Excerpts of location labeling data
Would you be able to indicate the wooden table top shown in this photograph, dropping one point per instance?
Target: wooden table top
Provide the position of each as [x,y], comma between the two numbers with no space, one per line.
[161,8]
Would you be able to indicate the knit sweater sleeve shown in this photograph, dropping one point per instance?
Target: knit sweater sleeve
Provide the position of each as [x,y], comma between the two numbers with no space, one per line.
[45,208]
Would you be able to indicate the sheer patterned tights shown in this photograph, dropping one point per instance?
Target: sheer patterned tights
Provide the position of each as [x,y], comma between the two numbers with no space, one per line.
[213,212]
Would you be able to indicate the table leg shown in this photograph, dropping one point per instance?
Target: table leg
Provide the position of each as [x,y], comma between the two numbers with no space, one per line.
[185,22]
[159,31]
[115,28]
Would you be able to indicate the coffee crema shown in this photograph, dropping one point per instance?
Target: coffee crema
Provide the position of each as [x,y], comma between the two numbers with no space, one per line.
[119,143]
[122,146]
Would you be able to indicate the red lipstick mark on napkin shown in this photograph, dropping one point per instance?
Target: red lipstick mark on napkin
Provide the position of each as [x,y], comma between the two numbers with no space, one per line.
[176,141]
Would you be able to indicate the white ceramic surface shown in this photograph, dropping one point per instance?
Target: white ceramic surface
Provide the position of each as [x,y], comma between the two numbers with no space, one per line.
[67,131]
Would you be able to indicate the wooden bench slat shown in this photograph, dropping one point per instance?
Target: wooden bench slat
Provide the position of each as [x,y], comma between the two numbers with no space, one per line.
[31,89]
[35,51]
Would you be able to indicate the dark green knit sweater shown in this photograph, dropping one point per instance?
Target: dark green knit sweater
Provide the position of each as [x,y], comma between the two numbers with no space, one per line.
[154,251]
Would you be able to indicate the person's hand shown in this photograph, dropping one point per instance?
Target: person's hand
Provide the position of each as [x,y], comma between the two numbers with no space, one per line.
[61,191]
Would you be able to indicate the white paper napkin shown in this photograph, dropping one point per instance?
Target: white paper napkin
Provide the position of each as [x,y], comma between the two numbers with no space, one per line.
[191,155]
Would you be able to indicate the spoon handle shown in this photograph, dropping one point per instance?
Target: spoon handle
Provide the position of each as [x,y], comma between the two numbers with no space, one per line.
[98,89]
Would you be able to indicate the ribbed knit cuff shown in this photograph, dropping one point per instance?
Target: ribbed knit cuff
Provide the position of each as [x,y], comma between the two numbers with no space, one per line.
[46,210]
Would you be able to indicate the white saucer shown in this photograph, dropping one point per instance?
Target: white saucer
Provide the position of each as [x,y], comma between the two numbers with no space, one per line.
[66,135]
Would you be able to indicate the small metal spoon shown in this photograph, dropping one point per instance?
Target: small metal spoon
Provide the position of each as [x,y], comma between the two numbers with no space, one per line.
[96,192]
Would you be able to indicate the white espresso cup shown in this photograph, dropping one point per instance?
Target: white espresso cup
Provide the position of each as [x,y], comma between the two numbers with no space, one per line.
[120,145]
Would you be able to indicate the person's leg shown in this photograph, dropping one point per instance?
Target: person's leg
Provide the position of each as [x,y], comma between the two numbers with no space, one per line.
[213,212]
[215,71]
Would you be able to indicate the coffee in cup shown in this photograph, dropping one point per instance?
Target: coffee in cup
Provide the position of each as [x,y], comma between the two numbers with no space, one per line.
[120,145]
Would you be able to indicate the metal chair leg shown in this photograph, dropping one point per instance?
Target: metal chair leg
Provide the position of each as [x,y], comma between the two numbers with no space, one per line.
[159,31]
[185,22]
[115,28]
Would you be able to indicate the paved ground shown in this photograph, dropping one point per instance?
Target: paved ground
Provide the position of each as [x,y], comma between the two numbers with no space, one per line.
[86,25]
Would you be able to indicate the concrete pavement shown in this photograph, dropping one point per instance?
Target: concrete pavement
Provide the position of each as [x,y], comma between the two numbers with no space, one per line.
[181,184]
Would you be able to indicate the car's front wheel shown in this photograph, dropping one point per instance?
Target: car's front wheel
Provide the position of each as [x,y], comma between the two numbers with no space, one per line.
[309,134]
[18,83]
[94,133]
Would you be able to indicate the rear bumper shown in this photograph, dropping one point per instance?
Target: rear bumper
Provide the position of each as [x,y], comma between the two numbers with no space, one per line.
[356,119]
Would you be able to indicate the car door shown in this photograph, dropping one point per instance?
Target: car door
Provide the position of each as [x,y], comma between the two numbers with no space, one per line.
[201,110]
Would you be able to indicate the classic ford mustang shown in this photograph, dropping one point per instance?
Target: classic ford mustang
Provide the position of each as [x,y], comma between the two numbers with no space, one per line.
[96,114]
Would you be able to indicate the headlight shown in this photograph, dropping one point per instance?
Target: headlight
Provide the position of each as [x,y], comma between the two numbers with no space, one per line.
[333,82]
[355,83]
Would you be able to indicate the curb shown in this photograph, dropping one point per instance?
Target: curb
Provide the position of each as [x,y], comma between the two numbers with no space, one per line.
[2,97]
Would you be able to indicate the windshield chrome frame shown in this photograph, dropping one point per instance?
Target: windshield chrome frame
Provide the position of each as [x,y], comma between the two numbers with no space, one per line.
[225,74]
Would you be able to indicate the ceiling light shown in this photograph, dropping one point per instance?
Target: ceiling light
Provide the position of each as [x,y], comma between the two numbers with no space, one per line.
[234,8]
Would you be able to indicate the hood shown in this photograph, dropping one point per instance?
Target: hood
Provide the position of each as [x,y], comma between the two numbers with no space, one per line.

__Problem statement__. Return each entry from above without altering a single character.

__Final result__.
Would you be able to indicate the wooden table top shown in this photograph, dropping one point per instance?
Target: wooden table top
Provide the position of each as [x,y], comma between the two numbers with no space, one per line.
[161,8]
Would you be able to indicate the knit sweater sleeve shown in this photograph, dropping one point per instance?
Target: knit sweater sleeve
Provide the position of each as [x,y], comma between the two numbers with no space, one per line.
[45,208]
Would you be able to indicate the sheer patterned tights shown in this photograph, dropping one point per instance?
Target: sheer patterned tights
Provide the position of each as [x,y], comma between the two numbers with no space, one per line.
[213,212]
Would you be able to indicate the table leg shown in this photograph, dropping one point per instance?
Target: table leg
Provide the position of each as [x,y], comma between the two numbers with no space, one per line.
[185,22]
[159,31]
[115,28]
Would you be able to indicate the coffee crema shown in this photograph, dropping one point per instance?
Target: coffee crema
Provide the position of each as [x,y], comma between the two numbers with no space, one per line.
[119,143]
[122,146]
Would you be able to indicate the red lipstick mark on napkin shown in this photograph, dropping one point per instance?
Target: red lipstick mark on napkin
Provide the position of each as [x,y], comma between the two numbers with no space, one per line.
[176,141]
Would you be able to indicate the white ceramic surface shown in this photograph, dropping one point per instance?
Target: white ceramic surface
Provide the position of each as [x,y], comma between the two numbers with no space, one per line.
[67,131]
Would you be able to indicate the wooden bench slat shown in this photograph, dropping one point per instance?
Target: wooden bench slat
Provide the position of each as [x,y], comma between the two numbers with no space, one per line.
[31,89]
[35,51]
Would you be able to indicate the dark green knit sweater shown in this photograph, dropping one point per instance?
Target: dark green knit sweater
Provide the position of each as [x,y], comma between the two numbers with no space, one per line.
[154,251]
Would you be able to indicate the person's hand shown in this photograph, dropping one point per instance?
Target: person's hand
Provide the position of each as [x,y], comma between the two numbers with no space, one per line.
[61,191]
Would you be able to indicate the white paper napkin shown in this photograph, dropping one point per instance?
Target: white paper napkin
Provide the position of each as [x,y], comma between the two numbers with no space, one per line.
[191,155]
Would you be able to indicate the spoon handle shown in this photograph, dropping one point per instance?
Target: spoon handle
Provide the position of each as [x,y], comma between the two numbers with no space, one per line.
[98,89]
Would you be able to indicate the ribbed knit cuff shown in this photograph, dropping one point per instance?
Target: ribbed knit cuff
Provide the position of each as [x,y], comma between the two numbers with no space, one per line.
[46,210]
Would you be able to indicate the white saucer shown in this photograph, dropping one point per instance?
Target: white saucer
Provide the position of each as [x,y], comma between the two numbers with no space, one per line.
[66,135]
Would you be able to indicate the small metal spoon shown in this photograph, dropping one point per instance?
Target: small metal spoon
Provide the position of each as [x,y], comma between the two numbers with no space, one per line.
[96,192]
Would you be able to indicate the white espresso cup shown in this photograph, dropping one point per instance?
Target: white espresso cup
Provide the position of each as [x,y], comma between the two numbers with no space, one per line.
[120,145]
Would you be able to indicate the person's leg shown in this photograph, dropping one point per instance?
Target: person's leg
Provide the position of each as [x,y], comma between the two numbers with no space, one per line.
[213,212]
[215,71]
Would you be able to indicate the coffee in cup shown in this photograph, dropping one point per instance?
Target: coffee in cup
Provide the position of each as [x,y], comma between the two numbers with no space, one per line.
[120,145]
Would you be able to indicate the metal chair leg shown in this photograph, dropping one point per instance?
Target: metal chair leg
Provide the position of each as [x,y], comma between the two numbers with no space, one per line.
[159,31]
[185,22]
[115,28]
Would you be able to indicate the paved ground shown in this photograph, dropping one point per instance?
Target: paved ground
Provide the position of each as [x,y], comma between the two numbers with no space, one per line.
[86,25]
Would you be able to indicate the concrete pavement shown in this photograph, dropping one point per instance?
Target: concrete pavement
Provide the position of each as [x,y], comma between the two numbers with no space, one per line.
[181,184]
Would you be able to indicate the car's front wheel shown in this photograph, dropping one point per instance?
Target: car's front wheel
Provide the position of each as [x,y], comma between the two numbers with no space, one per line.
[309,134]
[18,83]
[94,133]
Would you be able to indicate the rear bumper shown in this photograph, dropping one point per instance?
Target: rear bumper
Provide the position of each as [x,y], comma between the two numbers with no space, one per line.
[356,119]
Would you be able to indicate the car door shown in this photograph, dropping one point per instance?
Target: car door
Provide the position of each as [x,y], comma between the two numbers with no space, one per line.
[201,110]
Would you be able to indicate the classic ford mustang shown in this photograph, dropping one point per instance?
Target: classic ford mustang
Provide the position of each as [x,y], comma between the two numbers with no space, one per line.
[96,114]
Would you be able to indicate the headlight shown in this photograph, dropping one point per instance?
Target: headlight
Provide the position of each as [x,y], comma between the two numbers with no space, one per line.
[333,82]
[355,83]
Would you be able to indicate the curb shown in this photograph, dropping one point per instance?
Target: curb
Provide the position of each as [x,y], comma between the two numbers with no space, one per line.
[2,97]
Would you be able to indicate the windshield chrome frame shown in this photograph, dropping one point per instance?
Target: windshield chrome frame
Provide the position of each as [x,y], comma between the two numbers with no space, one per line.
[225,74]
Would you be able to indicate the ceiling light shown in this photograph, dropping one point per instance?
Target: ceiling light
Provide the position of each as [x,y], comma between the two numbers with no space, one per line.
[234,8]
Would you be able to indicate the hood shown in this photograph, dropping one point per instance?
Target: hood
Provide the position of each as [x,y], comma between the two numbers with no space, one per line.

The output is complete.